_Text passage_:
________________________________________

Tax regulations, especially anti-tax-avoidance, are directed to challenging the structuring of M&A and FDI. The steep penalties, disclosure requirements, and the collaboration of multiple jurisdictions on tax laws are greatly diminishing the traditional tax avoidance structuring of acquisitions.[ Financial Services and Markets Act 2000, ss 178-191; PRA Supervisory Statement SS28/15, ‘Acquisitions and Increases in Control’ (2015).]
The Base Erosion and Profit Shifting initiative set out by the OECD has put in place extensive frameworks with respect to: (i) hybrid mismatch arrangements through harmonised domestic legislation; (ii) controlled foreign company rules aimed at the passive income shifting; (iii) the limitation of interest deductibility so as to curb excessive debt financing; and (iv) the mandatory disclosure of aggressive tax planning arrangements. ¹³
The Tax Cuts and Jobs Act of 2017 in the United States made profound modifications as it included the lowering of the corporate tax to 21%, the introduction of territorial taxation with anti-abuse rules, and the GILTI provisions aimed at the US profit shifting to low tax jurisdictions.¹⁴ UK tax policy has also advanced through the introduction of the Diverted Profits Tax, which aims at artificial profit shifting, the Corporate Interest Restriction rules, and the General Anti-Abuse Rule disclosure framework.¹⁵Regulations on the screening of foreign investments pose a new set of rules on cross-border M&A and FDI. New concerns have arisenregarding national security, the protection of critical infrastructure, and the preservation of strategic industries.

________________________________________

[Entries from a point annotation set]
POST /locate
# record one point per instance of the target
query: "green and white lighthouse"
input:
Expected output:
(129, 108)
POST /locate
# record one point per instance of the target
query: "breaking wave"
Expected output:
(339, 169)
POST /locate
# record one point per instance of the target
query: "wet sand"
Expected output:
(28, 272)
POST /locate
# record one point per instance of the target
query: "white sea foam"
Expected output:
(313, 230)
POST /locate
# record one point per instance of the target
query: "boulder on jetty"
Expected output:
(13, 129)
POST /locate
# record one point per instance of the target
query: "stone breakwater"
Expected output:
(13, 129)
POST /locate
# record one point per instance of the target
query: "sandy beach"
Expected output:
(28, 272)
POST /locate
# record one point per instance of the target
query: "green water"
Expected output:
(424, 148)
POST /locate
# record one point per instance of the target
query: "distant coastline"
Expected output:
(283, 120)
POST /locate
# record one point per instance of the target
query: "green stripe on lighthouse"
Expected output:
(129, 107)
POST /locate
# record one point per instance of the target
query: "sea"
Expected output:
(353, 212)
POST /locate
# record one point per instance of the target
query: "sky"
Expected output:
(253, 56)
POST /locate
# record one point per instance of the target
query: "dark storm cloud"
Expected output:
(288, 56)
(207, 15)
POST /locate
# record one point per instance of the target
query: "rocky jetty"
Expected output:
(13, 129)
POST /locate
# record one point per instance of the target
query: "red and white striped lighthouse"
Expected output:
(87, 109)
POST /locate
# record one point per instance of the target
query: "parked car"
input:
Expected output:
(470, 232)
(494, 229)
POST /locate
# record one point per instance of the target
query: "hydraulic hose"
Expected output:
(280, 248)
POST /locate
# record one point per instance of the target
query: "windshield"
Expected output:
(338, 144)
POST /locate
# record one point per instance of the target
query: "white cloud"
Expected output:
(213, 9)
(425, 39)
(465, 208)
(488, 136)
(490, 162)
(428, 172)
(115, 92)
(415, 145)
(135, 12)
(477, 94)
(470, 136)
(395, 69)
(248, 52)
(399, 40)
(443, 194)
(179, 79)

________________________________________

_Task set_:
a – According to the text passage, what rate did the Tax Cuts and Jobs Act of 2017 set for the corporate tax?
b – Extract every line of the rows that contains the string "cloud". Case counts.

_Answers to each task_:
a – It lowered the corporate tax to 21%.

b –
query: "dark storm cloud"
query: "white cloud"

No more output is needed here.